## Aufgabe
Wiederhole die Zeilen der Datensätze wortgetreu, und zwar beginnend mit der Zeile, die „250, row 56.“ enthält, und endend mit der letzten Zeile der Datensätze.

(Gespeicherte Einträge)
----

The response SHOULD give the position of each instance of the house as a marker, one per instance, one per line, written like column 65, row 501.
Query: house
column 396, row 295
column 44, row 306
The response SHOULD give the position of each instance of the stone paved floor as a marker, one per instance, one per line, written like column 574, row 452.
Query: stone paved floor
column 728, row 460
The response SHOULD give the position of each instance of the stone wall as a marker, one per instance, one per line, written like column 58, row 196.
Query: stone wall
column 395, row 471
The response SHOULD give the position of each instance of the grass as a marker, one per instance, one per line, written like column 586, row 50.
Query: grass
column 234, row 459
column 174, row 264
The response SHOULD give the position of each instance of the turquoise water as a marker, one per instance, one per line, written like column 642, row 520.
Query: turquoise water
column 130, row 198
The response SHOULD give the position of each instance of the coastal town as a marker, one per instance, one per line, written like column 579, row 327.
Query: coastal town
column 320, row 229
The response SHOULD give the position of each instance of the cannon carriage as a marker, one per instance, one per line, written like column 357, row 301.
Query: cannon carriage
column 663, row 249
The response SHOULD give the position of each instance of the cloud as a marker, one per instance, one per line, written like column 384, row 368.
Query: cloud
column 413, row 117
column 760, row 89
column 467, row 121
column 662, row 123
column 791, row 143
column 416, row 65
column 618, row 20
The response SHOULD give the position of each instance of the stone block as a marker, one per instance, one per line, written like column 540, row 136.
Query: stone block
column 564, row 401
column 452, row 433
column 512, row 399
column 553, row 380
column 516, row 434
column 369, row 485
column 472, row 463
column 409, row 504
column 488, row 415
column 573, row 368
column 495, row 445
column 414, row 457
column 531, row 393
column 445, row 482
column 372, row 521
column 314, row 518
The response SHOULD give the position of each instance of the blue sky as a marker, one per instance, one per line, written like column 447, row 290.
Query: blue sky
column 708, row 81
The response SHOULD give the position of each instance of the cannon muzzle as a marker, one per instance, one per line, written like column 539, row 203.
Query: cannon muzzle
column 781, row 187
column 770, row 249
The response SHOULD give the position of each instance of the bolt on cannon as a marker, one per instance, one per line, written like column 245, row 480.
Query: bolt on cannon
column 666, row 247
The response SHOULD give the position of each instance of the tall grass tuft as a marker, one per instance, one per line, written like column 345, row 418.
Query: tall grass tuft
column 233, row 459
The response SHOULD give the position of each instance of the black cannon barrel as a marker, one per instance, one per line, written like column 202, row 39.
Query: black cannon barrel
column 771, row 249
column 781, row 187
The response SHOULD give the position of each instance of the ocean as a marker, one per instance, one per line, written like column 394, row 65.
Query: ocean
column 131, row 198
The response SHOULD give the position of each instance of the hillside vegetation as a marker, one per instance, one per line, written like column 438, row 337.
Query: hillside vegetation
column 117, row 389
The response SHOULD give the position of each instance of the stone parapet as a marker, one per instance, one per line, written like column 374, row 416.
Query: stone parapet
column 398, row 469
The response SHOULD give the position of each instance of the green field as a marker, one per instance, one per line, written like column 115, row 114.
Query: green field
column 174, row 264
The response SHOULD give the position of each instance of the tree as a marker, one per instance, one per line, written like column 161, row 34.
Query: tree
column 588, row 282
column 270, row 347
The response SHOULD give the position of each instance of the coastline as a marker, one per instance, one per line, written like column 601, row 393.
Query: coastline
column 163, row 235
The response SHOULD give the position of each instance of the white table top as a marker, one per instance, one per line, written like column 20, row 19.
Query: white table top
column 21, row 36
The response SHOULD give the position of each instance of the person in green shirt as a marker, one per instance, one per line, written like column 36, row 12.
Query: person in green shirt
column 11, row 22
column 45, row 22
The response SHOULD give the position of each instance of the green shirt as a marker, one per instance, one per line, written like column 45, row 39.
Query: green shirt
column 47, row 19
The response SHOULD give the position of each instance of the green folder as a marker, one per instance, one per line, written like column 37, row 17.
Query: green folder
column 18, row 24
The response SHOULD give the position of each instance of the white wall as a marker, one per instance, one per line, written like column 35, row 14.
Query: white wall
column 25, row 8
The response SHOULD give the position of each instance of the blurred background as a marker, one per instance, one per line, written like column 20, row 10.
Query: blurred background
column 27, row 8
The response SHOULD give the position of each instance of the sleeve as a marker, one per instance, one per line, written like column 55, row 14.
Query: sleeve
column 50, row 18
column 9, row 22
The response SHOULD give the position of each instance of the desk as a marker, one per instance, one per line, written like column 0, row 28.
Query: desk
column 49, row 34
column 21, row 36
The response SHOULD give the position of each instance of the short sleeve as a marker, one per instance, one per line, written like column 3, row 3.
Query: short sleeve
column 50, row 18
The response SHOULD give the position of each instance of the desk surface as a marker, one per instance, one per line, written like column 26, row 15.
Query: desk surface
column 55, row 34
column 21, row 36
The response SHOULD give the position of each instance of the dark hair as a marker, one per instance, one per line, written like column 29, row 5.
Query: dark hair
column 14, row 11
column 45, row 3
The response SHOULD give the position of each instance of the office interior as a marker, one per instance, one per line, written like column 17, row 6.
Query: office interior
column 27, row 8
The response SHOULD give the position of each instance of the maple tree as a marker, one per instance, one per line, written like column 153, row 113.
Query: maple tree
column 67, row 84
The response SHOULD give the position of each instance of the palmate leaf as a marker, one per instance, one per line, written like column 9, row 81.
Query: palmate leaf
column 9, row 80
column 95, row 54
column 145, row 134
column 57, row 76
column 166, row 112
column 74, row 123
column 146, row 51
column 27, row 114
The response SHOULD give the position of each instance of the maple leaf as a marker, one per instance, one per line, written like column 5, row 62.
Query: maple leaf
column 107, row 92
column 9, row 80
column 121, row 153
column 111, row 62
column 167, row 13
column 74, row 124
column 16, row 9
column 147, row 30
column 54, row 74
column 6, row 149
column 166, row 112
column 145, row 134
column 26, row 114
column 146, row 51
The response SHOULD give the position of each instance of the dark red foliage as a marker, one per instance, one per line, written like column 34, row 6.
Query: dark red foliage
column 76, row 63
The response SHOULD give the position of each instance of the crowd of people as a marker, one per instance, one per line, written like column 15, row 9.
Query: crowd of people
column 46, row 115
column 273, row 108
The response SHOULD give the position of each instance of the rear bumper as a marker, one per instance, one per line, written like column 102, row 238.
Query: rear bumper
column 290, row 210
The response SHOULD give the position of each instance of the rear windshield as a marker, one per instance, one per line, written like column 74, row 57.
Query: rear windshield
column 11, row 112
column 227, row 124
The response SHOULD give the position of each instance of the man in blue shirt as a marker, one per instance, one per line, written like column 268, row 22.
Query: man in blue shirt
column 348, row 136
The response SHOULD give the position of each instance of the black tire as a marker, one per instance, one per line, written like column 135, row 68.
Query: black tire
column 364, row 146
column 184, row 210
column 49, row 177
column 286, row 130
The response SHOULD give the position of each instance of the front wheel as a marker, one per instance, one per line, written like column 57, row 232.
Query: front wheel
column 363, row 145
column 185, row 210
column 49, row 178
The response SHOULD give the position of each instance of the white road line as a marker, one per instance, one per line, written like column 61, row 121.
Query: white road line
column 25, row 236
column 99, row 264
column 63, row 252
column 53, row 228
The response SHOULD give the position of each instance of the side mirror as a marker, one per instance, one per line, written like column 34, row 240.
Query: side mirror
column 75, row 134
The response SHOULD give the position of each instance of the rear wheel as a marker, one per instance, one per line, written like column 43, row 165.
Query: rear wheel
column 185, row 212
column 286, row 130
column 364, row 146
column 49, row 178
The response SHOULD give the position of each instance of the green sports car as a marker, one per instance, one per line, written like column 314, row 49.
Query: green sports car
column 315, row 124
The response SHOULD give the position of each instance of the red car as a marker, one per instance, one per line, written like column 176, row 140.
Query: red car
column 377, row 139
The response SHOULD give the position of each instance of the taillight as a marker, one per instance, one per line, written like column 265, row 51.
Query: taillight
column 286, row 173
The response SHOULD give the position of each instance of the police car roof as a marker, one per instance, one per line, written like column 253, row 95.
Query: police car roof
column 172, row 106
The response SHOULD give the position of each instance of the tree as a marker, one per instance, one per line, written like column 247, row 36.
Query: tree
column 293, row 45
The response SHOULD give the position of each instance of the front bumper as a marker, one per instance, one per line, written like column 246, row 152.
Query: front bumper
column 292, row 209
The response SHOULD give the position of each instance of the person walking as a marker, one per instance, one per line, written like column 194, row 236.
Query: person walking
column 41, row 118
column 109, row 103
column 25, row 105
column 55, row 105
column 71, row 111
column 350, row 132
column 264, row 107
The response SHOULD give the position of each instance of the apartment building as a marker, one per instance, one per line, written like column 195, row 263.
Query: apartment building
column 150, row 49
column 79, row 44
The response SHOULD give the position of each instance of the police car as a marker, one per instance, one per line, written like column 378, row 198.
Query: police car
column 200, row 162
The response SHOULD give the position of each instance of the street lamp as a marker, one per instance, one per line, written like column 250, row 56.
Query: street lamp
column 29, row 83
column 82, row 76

----

## Die Antwort
The response SHOULD give the position of each instance of the street lamp as a marker, one per instance, one per line, written like column 250, row 56.
Query: street lamp
column 29, row 83
column 82, row 76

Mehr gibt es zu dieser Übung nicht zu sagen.